Problem requirements: Reproduce every record precisely, leaving no line out.

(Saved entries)
# # # # # # #
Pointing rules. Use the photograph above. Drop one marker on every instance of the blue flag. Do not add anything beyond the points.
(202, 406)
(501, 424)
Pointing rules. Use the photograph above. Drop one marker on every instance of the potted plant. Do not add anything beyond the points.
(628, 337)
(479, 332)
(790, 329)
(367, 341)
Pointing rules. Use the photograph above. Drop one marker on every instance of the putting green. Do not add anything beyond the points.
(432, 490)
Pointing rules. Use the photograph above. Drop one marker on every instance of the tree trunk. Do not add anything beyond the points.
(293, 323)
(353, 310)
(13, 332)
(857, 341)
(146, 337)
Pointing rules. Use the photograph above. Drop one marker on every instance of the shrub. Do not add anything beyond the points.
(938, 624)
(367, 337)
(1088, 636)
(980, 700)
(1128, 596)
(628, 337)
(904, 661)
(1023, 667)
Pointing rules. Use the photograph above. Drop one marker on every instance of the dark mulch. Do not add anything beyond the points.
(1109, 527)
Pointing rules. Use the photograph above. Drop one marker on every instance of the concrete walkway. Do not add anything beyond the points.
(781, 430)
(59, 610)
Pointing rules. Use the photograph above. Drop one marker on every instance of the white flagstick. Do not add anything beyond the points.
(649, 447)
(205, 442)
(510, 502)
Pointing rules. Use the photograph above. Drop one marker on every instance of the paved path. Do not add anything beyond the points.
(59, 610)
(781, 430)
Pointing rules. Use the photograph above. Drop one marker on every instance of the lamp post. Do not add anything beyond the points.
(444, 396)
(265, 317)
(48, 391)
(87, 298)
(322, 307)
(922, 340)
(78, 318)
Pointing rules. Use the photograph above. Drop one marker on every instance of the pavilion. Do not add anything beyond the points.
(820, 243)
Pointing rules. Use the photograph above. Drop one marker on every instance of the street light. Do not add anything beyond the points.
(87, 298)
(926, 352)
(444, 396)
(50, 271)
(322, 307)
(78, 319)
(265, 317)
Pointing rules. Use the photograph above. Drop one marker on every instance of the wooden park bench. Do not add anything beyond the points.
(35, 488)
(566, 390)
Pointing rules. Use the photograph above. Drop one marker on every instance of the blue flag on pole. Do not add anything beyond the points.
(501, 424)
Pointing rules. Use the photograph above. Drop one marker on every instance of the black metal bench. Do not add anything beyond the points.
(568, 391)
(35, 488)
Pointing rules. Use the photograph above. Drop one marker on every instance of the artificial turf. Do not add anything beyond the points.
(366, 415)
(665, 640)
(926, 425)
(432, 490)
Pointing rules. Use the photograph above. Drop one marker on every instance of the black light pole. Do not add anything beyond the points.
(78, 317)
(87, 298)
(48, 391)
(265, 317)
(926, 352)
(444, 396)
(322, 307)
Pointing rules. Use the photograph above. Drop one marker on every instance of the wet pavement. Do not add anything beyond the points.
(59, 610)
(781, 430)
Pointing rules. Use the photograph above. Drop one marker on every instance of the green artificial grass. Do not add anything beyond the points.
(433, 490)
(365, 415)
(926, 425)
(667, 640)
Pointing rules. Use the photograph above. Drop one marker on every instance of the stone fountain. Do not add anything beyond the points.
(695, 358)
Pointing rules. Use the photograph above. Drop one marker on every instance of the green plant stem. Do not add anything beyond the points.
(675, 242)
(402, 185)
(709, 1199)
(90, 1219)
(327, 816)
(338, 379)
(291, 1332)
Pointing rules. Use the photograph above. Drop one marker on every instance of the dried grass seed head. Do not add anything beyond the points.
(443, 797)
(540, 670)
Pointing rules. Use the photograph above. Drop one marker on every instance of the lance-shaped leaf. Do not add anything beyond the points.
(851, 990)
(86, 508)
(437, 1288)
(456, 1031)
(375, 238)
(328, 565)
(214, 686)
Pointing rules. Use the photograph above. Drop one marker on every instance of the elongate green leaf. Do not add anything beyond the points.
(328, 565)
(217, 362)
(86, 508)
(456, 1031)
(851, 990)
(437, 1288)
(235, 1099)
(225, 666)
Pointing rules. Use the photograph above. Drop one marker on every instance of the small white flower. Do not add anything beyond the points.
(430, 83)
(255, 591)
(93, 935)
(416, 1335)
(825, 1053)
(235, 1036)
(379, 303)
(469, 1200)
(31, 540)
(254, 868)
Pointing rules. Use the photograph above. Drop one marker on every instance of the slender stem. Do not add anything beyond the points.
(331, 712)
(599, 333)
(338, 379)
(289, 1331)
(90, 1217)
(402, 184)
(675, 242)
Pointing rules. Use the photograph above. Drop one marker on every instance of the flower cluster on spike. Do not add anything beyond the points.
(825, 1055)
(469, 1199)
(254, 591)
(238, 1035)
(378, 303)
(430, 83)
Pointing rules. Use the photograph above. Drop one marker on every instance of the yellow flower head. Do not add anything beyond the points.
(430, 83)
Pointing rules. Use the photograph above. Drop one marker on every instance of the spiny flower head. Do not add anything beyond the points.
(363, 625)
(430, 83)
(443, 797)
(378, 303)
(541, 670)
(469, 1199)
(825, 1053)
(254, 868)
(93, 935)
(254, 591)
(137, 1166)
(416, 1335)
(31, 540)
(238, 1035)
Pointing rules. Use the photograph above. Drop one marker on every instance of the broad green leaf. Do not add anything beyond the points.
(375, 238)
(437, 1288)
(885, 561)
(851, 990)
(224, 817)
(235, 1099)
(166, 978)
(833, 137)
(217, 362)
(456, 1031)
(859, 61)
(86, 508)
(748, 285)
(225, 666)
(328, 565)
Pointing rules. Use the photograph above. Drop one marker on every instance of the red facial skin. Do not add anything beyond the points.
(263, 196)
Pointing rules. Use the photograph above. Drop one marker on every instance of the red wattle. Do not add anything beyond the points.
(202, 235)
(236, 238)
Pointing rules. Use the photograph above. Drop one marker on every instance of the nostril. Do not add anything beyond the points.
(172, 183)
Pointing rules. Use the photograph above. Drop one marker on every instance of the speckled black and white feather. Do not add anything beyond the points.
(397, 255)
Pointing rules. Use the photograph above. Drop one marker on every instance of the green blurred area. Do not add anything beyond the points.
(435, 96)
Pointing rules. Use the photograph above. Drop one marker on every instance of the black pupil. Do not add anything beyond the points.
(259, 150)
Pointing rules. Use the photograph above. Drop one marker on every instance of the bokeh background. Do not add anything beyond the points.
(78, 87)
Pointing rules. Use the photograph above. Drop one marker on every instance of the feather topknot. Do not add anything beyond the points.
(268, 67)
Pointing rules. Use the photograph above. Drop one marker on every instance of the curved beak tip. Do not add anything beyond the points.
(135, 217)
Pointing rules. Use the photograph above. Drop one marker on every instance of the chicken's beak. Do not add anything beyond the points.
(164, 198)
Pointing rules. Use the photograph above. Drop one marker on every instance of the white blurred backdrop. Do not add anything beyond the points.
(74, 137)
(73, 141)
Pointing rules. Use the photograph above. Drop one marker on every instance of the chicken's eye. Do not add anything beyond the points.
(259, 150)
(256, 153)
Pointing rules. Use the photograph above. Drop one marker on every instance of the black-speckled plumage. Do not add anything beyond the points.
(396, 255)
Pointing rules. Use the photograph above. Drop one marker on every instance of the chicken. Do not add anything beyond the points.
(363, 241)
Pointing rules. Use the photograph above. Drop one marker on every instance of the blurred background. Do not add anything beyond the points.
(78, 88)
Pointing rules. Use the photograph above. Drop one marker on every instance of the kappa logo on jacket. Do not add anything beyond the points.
# # # # # # #
Written reply:
Pointing rules. Use the photograph above. Drop one marker on every instance of the blue flag. Do not add anything beyond the points.
(202, 406)
(501, 424)
Pointing rules. Use the photograph above. Drop one marker on every instance of the potted plant. Do not add anything beyond the points.
(628, 337)
(479, 332)
(790, 329)
(367, 341)
Pointing rules. Use the photograph above. Drop one marker on every instance of the putting green. Do not add anything beyond the points.
(432, 490)
Pointing rules. Use the photograph above. Drop one marker on every instance of the tree trunk. Do not add anything beyond the points.
(293, 323)
(353, 310)
(13, 332)
(857, 341)
(146, 337)
Pointing rules. Use the photograph above. Drop one marker on every instance of the shrub. Do not add anything beyond the points.
(938, 624)
(367, 337)
(1088, 636)
(980, 700)
(1128, 596)
(628, 337)
(904, 661)
(1023, 667)
Pointing rules. Use the photograph above. Drop one marker on every instance of the dark mulch. Do not add anything beyond the points.
(1109, 527)
Pointing rules. Use the photograph above. Drop one marker on every instance of the concrete walkway. Do not add anything beyond the points.
(781, 430)
(59, 610)
Pointing rules. Use the photograph above. Drop one marker on every instance of the white flagstick. Do not add anything beyond the points.
(649, 447)
(205, 442)
(510, 502)
Pointing rules. Use the photograph above. Drop one marker on every instance of the paved path. Do not add anything beyond the points.
(59, 610)
(781, 430)
Pointing rules. Use the photograph above. Drop one marker on every instance of the lamp post. Do not add anything beyond the points.
(444, 396)
(265, 317)
(48, 391)
(87, 298)
(322, 307)
(922, 340)
(78, 318)
Pointing rules. Use the photograph above. Drop one marker on every instance of the pavilion. Do not add anything beyond the points.
(820, 243)
Pointing rules. Use the photograph above. Drop one marker on every instance of the street light. Do not add anything beyond the points.
(87, 298)
(926, 352)
(444, 396)
(50, 271)
(322, 307)
(78, 319)
(265, 317)
Pointing rules. Use the photograph above. Drop one marker on every instance of the wooden park bench. Do not add anything beyond the points.
(35, 488)
(566, 390)
Pointing rules. Use the photograph above. Drop one marker on every instance of the blue flag on pole. Do not add anything beyond the points.
(501, 424)
Pointing rules. Use the photograph above. Drop one marker on every instance of the black metal bench. Do not add anything beyond the points.
(568, 391)
(35, 488)
Pointing rules. Use the photograph above. Drop one marker on every instance of the artificial turf. Do not add anything beyond the points.
(366, 415)
(665, 640)
(926, 425)
(432, 490)
Pointing rules. Use the photograph above. Drop one marker on every instance of the black light pole. Do not add anything beyond the points.
(78, 317)
(87, 298)
(48, 391)
(265, 317)
(926, 352)
(444, 396)
(322, 307)
Pointing rules. Use the photograph above. Drop one marker on every instance of the wet pavement. Do not add anything beyond the points.
(59, 610)
(781, 430)
Pointing rules. Use the photograph above. Drop one marker on every instance of the green artificial grass. Do not add anything beyond the points.
(433, 490)
(365, 415)
(926, 425)
(667, 640)
Pointing rules. Use the photograph above. Drop one marker on every instance of the stone fountain. Do not add anything beyond the points.
(695, 358)
Pointing rules. Use the photograph above. Drop one marker on every instance of the green plant stem. Do not add anything beyond the points.
(675, 242)
(402, 185)
(709, 1199)
(90, 1219)
(327, 816)
(338, 379)
(291, 1332)
Pointing rules. Use the photograph above. Drop one marker on every instance of the dried grass seed head. Do not add anything beyond the points.
(443, 797)
(540, 670)
Pointing rules. Use the photograph above. Drop one marker on every instance of the lance-shaped leaf. Do not add anything beyond the points.
(851, 990)
(86, 508)
(437, 1288)
(456, 1031)
(375, 238)
(328, 565)
(214, 686)
Pointing rules. Use the photograph above. Drop one marker on every instance of the elongate green leaf. Do not add anything beyond the points.
(328, 565)
(217, 362)
(86, 508)
(456, 1031)
(851, 990)
(437, 1288)
(235, 1099)
(225, 666)
Pointing rules. Use the photograph above. Drop one marker on every instance of the small white flower. Do not add anything beyond the points.
(430, 83)
(255, 591)
(93, 935)
(416, 1335)
(825, 1053)
(235, 1036)
(379, 303)
(469, 1200)
(31, 540)
(254, 868)
Pointing rules. Use the photograph above. Drop one marker on every instance of the slender stem. Do not add anything beyond the points.
(331, 712)
(599, 333)
(338, 379)
(289, 1331)
(90, 1217)
(402, 184)
(675, 242)
Pointing rules. Use the photograph above. Drop one marker on every instance of the flower cluster on spike. Do not add anything beyond the points.
(825, 1055)
(469, 1199)
(254, 591)
(238, 1035)
(378, 303)
(430, 83)
Pointing rules. Use the photograph above. Drop one marker on every instance of the yellow flower head. Do not add anything beyond the points.
(430, 83)
Pointing rules. Use the photograph above. Drop one marker on every instance of the spiny flower head. Do not add anything beyond the points.
(363, 625)
(430, 83)
(443, 797)
(378, 303)
(541, 670)
(469, 1199)
(825, 1053)
(254, 868)
(93, 935)
(254, 591)
(137, 1166)
(416, 1335)
(31, 540)
(238, 1035)
Pointing rules. Use the photograph above. Drop one marker on every instance of the broad green leaf. Do not add anything beyond the points.
(375, 238)
(437, 1288)
(885, 561)
(851, 990)
(224, 817)
(235, 1099)
(166, 978)
(833, 137)
(217, 362)
(456, 1031)
(859, 61)
(86, 508)
(748, 285)
(225, 666)
(328, 565)
Pointing rules. Use the photograph above. Drop one marker on every instance of the red facial skin. Do not add anything beyond the points.
(263, 196)
Pointing rules. Use the photograph above. Drop one marker on every instance of the red wattle. Do not add anything beyond the points.
(202, 235)
(236, 238)
Pointing rules. Use the photograph above. Drop one marker on every instance of the nostril. Do not add anything beyond the points.
(172, 183)
Pointing rules. Use the photograph above. Drop one marker on every instance of the speckled black and white feather. Do not add anything beyond the points.
(397, 255)
Pointing rules. Use the photograph above. Drop one marker on every instance of the green blurred area. Do not add anything beyond the points.
(435, 96)
Pointing rules. Use the photograph above. Drop one marker on every instance of the black pupil. Do not add anything beyond the points.
(259, 150)
Pointing rules. Use the photograph above. Drop one marker on every instance of the bokeh background. Do not add anything beyond the points.
(78, 87)
Pointing rules. Use the photograph above. Drop one marker on every instance of the feather topknot. Do not add anything beyond the points.
(268, 67)
Pointing rules. Use the photograph above. Drop one marker on every instance of the curved beak tip. Do not add anything beyond the points.
(135, 217)
Pointing rules. Use the photograph above. Drop one marker on every instance of the chicken's beak. Do not add anything beyond the points.
(164, 198)
Pointing rules. Use the photograph above. Drop one marker on every instance of the white blurred backdrop. Do not add anything beyond the points.
(74, 137)
(73, 141)
Pointing rules. Use the photograph above. Drop one marker on every instance of the chicken's eye. Do not add anything beyond the points.
(259, 150)
(256, 153)
Pointing rules. Use the photograph above. Drop one marker on every instance of the black-speckled plumage. Do not add anything beyond the points.
(396, 255)
Pointing rules. Use the photograph above. Drop one marker on every instance of the chicken. Do not add anything beyond the points.
(363, 241)
Pointing rules. Use the photograph above. Drop one marker on every instance of the blurred background. Do not add anything beyond the points.
(78, 88)
Pointing rules. Use the photograph above. Drop one marker on every instance of the kappa logo on jacket. Do not add anything beyond the points.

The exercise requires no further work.